# EXCERTO ESCOLHIDO
☆ ☆ ☆ ☆ ☆ ☆ ☆

Leitores, já alguma vez sofreram de depressão? Já alguma vez acordaram com a sensação de que nada vale a pena? Já alguma vez passou pela vossa cabeça que seria bem melhor não viverem mais neste mundo? Já alguma vez olharam para os vossos filhos e pensaram: se eu for tu vais comigo, porque ninguém neste mundo consegue cuidar de ti como eu consigo. Não? Nunca tiveram estes pensamentos? Nunca tiveram sentimentos depressivos? Então o leitor não é uma pessoa, é um robô.

Este caso já é o terceiro em Portugal, este ano, não vale a pena estar a esmiuçar estes casos, nem a levantar questões éticas, morais e religiosas, nem a presumir motivações passionais, como ciume e vingança por o marido ter uma amante, poupem-me por favor, os homens é que matam as mulheres e os filhos por esses motivos, as mulheres não, a mulher mata por amor, por protecção e por distúrbios depressivos, são parâmetros completamente diferentes.

☆ ☆ ☆ ☆ ☆ ☆ ☆

# O QUE SE PEDE
De acordo com o excerto escolhido, por que motivos mata a mulher?

# AMOSTRA DE DADOS
☆ ☆ ☆ ☆ ☆ ☆ ☆

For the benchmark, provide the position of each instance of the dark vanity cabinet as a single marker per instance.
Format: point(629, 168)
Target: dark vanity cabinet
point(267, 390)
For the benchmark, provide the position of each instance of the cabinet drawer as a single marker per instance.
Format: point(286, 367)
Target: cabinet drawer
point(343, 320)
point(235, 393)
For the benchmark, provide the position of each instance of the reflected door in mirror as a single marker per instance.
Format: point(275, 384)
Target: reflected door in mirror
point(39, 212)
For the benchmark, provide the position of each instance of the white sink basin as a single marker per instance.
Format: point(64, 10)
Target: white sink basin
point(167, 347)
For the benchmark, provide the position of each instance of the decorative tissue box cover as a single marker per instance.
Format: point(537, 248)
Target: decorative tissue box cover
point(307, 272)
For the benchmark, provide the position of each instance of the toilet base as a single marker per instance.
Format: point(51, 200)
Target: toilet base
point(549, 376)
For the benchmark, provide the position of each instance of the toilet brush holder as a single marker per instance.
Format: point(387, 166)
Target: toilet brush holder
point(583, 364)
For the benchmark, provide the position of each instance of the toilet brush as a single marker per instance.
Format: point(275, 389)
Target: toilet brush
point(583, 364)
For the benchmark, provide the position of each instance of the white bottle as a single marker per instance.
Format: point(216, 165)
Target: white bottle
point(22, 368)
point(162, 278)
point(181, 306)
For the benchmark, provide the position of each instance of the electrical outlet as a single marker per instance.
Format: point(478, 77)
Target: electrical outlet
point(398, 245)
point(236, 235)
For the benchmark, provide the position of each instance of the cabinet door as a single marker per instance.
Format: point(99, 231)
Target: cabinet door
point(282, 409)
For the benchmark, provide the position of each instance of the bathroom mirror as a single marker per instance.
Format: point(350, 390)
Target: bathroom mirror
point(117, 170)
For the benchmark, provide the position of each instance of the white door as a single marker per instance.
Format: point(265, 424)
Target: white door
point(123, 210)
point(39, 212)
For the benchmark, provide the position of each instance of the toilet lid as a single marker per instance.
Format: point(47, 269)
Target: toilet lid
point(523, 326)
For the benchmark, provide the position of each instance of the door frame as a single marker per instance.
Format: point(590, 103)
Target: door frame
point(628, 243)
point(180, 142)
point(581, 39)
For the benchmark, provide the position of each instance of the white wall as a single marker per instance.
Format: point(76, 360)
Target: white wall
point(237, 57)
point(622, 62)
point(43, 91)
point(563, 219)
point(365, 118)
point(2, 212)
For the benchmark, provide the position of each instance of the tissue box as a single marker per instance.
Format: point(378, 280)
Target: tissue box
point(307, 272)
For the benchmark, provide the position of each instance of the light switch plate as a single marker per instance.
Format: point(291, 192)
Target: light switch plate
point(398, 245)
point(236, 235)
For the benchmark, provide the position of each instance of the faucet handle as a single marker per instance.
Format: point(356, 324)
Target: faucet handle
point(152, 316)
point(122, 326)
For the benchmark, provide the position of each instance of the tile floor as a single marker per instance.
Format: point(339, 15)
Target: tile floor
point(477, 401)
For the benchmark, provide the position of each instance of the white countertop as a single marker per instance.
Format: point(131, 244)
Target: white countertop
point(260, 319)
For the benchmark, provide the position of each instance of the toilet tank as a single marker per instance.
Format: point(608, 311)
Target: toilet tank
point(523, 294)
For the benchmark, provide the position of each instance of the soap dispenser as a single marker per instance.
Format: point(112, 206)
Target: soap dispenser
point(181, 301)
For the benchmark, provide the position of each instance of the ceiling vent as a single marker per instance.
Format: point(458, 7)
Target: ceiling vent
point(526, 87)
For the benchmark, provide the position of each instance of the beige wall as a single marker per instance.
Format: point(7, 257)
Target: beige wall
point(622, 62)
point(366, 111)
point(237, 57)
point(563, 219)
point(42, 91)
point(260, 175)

☆ ☆ ☆ ☆ ☆ ☆ ☆

# SOLUÇÃO ESCRITA
Por amor, por protecção e por distúrbios depressivos.